- WHAT YOU HAVE TO DO
Reproduce only the lines from the line containing "Target: cyclist in red jersey" to the end of the entries below, including both of those lines.

···

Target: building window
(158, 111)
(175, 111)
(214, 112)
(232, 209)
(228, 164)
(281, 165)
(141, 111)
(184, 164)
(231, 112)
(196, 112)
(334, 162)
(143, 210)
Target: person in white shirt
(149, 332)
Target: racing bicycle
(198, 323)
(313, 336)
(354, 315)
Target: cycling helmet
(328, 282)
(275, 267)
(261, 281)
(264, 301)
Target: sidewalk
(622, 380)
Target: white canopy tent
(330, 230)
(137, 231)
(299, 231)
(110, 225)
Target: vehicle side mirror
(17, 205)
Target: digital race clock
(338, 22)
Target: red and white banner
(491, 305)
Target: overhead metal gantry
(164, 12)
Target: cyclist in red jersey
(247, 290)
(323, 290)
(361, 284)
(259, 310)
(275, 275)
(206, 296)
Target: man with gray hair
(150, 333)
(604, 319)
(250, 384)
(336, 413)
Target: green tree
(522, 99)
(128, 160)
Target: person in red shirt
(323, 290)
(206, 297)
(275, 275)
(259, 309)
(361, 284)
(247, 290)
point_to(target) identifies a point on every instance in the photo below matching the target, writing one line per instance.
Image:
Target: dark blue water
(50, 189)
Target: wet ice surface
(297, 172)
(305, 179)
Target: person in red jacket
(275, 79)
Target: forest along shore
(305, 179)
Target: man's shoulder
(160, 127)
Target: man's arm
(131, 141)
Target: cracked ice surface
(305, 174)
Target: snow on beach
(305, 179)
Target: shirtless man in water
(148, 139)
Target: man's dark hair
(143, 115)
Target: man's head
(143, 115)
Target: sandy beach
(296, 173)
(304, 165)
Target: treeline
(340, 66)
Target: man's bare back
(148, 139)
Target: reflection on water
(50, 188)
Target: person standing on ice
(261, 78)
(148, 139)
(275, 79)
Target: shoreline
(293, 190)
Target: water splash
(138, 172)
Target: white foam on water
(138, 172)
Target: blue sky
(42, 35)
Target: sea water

···

- RESPONSE TO THIS TASK
Target: cyclist in red jersey
(247, 290)
(323, 290)
(361, 284)
(259, 310)
(275, 275)
(206, 296)
Target: man with gray hair
(150, 333)
(604, 319)
(250, 384)
(336, 413)
Target: green tree
(522, 99)
(128, 160)
Target: person in red shirt
(323, 290)
(206, 297)
(275, 275)
(259, 309)
(361, 284)
(247, 290)
point_to(target) identifies a point on every instance in the photo below matching the target, writing one line per instance.
Image:
Target: dark blue water
(50, 189)
Target: wet ice surface
(297, 172)
(305, 179)
Target: person in red jacket
(275, 79)
Target: forest along shore
(305, 179)
Target: man's shoulder
(160, 127)
Target: man's arm
(131, 141)
Target: cracked ice surface
(305, 174)
Target: snow on beach
(305, 179)
Target: shirtless man in water
(148, 139)
Target: man's dark hair
(143, 115)
Target: man's head
(143, 115)
Target: sandy beach
(296, 173)
(304, 165)
Target: treeline
(340, 66)
Target: man's bare back
(148, 139)
Target: reflection on water
(50, 188)
Target: person standing on ice
(261, 78)
(148, 139)
(275, 79)
Target: shoreline
(293, 190)
Target: water splash
(138, 172)
Target: white foam on water
(138, 172)
Target: blue sky
(42, 35)
Target: sea water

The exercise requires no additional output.